Start of Text

Laurence Inman reveals he is: “In love with Ezra Pound”

By Laurence Inman.

One night in the late sixties I told my then-future-mother-in-law that her political opinions were the most wilfully stupid I had ever heard, or even heard about. She had disagreed with my view that the only way to deal with society’s ills was to smash everything up.

It wasn’t my fault. My then-future-brother-in-law had earlier taken me down to the village pub, where I had sampled a local brew called something like Old Brainshredder (Extra Strength). Try saying that after nine pints.

Even though my then-future-wife soon married somebody else and I haven’t seen or heard of those people for decades, the memory of that exchange refuses to go away and die. It rears up, unbidden, at any time of the day or night it chooses, bringing with it that wince and grimace we all know so well, followed by an involuntary ‘Ach!!!!’ In The Middle Ages they called these moments agenbite of inwit and I couldn’t have put it better myself.

I must have done and said stupid things when I was very small, but all memories of them have simply disappeared, like rabbits scampering down a hole, never to be seen again. After my mid-teens however, (or roughly the time I was introduced to alcohol,) images of my past embarrassments have tended to loiter in rat-like packs and leer back at me with evil grins. Not only that, they get their mates over: memories I’d forgotten I even had pop their bright clean heads round my door, sharp as razors and keen to slice open old scars of grief and remorse.

Agenbite of Inwit. Think the Macbeths and their sleep problems. But for most of us it’s not big things like regicide that come back and bite us. As with the rest of life, it’s the littlest moments that sting sharpest: a blurted laugh in the wrong place, a tiny betrayal of immaturity, a careless hand straying on to a forbidden knee.

End of Text
Start of Extracted data

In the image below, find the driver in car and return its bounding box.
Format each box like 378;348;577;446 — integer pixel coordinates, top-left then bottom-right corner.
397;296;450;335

End of Extracted data
Start of Extracted data

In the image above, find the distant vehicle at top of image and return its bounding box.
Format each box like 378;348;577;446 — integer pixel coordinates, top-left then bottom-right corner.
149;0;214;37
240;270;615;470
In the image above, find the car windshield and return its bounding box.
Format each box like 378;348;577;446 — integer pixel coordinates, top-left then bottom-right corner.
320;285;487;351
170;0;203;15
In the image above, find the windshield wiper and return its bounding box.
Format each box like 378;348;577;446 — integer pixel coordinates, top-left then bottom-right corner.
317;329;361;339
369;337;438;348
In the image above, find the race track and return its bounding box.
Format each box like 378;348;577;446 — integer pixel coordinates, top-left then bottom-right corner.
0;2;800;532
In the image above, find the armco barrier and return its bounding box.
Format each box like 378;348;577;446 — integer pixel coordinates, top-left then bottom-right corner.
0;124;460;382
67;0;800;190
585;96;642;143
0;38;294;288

End of Extracted data
Start of Extracted data

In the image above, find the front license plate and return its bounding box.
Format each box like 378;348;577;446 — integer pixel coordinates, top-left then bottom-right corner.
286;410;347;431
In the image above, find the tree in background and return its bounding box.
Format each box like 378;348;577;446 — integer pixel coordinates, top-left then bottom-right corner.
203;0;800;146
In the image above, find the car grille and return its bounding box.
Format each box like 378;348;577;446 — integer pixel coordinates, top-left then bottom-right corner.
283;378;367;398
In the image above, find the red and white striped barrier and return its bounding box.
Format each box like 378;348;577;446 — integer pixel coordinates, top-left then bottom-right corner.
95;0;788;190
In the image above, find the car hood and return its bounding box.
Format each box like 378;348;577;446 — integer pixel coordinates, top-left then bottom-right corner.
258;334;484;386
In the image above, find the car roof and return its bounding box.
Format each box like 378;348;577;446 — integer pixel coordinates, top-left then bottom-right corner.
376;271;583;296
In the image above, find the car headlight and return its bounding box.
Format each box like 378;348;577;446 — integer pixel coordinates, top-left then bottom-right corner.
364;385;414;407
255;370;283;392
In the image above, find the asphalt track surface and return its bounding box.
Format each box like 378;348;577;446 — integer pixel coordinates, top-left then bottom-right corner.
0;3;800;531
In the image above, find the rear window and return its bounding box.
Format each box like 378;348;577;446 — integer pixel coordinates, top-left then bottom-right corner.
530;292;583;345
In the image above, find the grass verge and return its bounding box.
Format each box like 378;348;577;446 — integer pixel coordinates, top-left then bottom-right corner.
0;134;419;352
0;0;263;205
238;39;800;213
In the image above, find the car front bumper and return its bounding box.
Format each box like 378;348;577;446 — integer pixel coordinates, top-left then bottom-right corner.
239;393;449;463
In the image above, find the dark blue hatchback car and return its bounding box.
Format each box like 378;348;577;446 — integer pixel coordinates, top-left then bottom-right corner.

End of Extracted data

» **Work instructions**:
1/ In the Laurence Inman essay, what view had his then-future-mother-in-law disagreed with?
2/ Write the next part of the Laurence Inman essay, picking up after its final sentence.

» **In response**:
1/ His view that the only way to deal with society's ills was to smash everything up.

2/
It sometimes seems that the whole of the past is composed of such moments. Often I’m convinced that the only reason the past exists in the first place is to torment me through the ever-dwindling present.

Maybe that’s the point of it all: to make each nano-second such an unbearable torture of self-loathing that death is a welcome release.

Anyway, I was just settling down to a period of meek acceptance that I shouldn’t feel puzzled or aggrieved by this, and that it was the normal lot of everyone, when blow me I was hit below the water-line by a memory which wasn’t even a bad memory to begin with! Technically speaking, it was a forced re-adjustment in perception of a memory previously classified as innocuous.

Here follow the pitiful details. If you’re the kind of person who can’t stand to see a grown man’s toes curling, then you’d better look away now.

At that point in one’s youth when one feels the need of a hero whose poster one could pin on one’s bedroom wall, I spurned the claims of Dylan, Lennon, Che and Marx, and plumped instead for Ezra Pound, the American modernist poet and part-time fascist sympathiser.

Why ? Well, he was so clever, so modernist and none of my mates had heard of him. He wrote poetry which used many exotic forms and languages, even Greek and Chinese! He was praised by T.S.Eliot for chopping out the easy bits in The Waste Land. Best of all, he was almost impossible to understand.

This went beyond mere hero-worship. In its total acceptance of the worshipped one and all his works and words it was more like Platonic love.

At University I cajoled hapless girls back to my room and solemnly read aloud from my copy of his Selected Poems, the one with the delicate light-blue cover which Faber brought out in mcmlxvii.

My favourite was ‘Francesca.’ This is the first stanza:

                              You came in out of the night

                              And there were flowers in your hands,

                              Now you will come out of a consion of peouptle

                              Out of a turmoil of speech abofuouy.

Astute readers will notice some unfamiliar words in that passage. I cannot now remember how I pronounced them, but pronounce them I certainly did. I must have read them out to a dozen girls, but not one of them ever asked, ‘What do those odd words mean ?’ before finishing her coffee and hurrying out.

If she had I was ready with the answers.

‘The modern world is complex….poetry demands a complex new language…. great poets like Pound extend the vocabulary….even destroy old words and out of them create new, bright, vibrant ones, if they are to….and anyway, it’s not his fault if we cannot respond to…..’

That would have shut her up.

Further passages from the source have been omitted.